Cutting through the haze of hysterics, two basic objections emerge. Neither holds water.

First, Crowder stands accused of insulting those with a more casual view of sex. But read the offending passage:

Feeling judged? I couldn’t care less. You know why? Because my wife and I were judged all throughout our relationship. People laughed, scoffed and poked fun at the young, celibate, naive Christian couple.

We’d certainly never make it to the wedding without schtupping, and if we did, our “wedding night would be awkward and terrible,” they said.

Turns out that people couldn’t have been more wrong.  Looking back, I think that the women saying those things felt like the floozies they ultimately were, and the men, with their fickle manhood tied to their pathetic sexual conquests, felt threatened.

Of course, rhetoric like “floozies” and “fickle manhood” may rub some the wrong way. Fair enough. But it’s obvious whom Crowder’s referring to: not merely anyone who’s ever had sex out of wedlock, but specifically those whose sexual mores are so twisted that they mock abstinent couples and arrogantly predict “awkward and terrible” wedding nights for them. And his guess at what’s really bothering those critics strikes me as a pretty good one – people typically don’t want to think of their vices as vices, so they assume that everyone else indulges in them just as much.

DATA SHOWN:
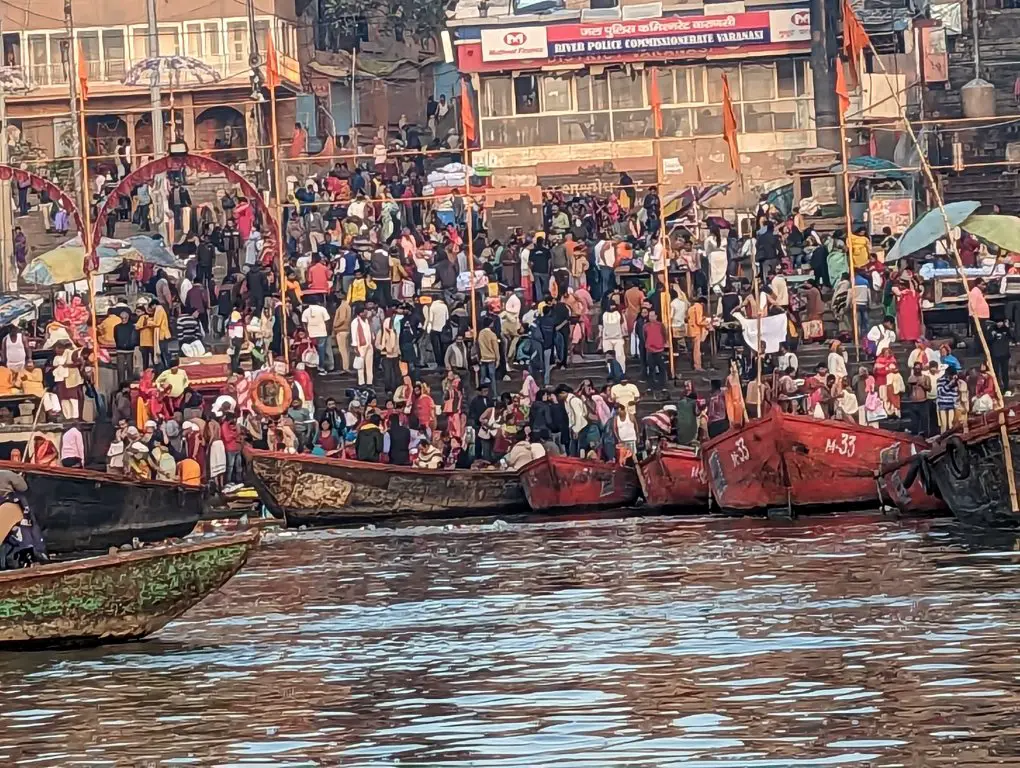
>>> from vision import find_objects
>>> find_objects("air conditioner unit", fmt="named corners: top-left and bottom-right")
top-left (616, 0), bottom-right (662, 21)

SHORT TASK:
Write the next paragraph of the commentary defending Crowder's remarks on abstinence before marriage, starting after its final sentence.

RESULT FOR THIS TASK:
Second, it’s a major no-no to posit a “right” or “wrong” approach to anyone’s sex life, because in 21st-century America, the only real sin is being “judgmental.” But it’s hard not to conclude that Crowder’s on to something as he contrasts his wedding with another bride who, the very morning after, complained that “nothing’s really changed.” Think about that – your wedding doesn’t change anything? It does if you do it right:

Then I realized something. Our wedding was truly a once in a lifetime event. It was a God’s-honest celebration of two completely separate lives now becoming one. Physically, emotionally, financially and spiritually, everything that made us who we were individually was becoming what bonded us together. Our family traveled from far and wide to celebrate the decision of two young people to truly commit themselves to each other, and selflessly give themselves to one another in a way that they never had before that very night.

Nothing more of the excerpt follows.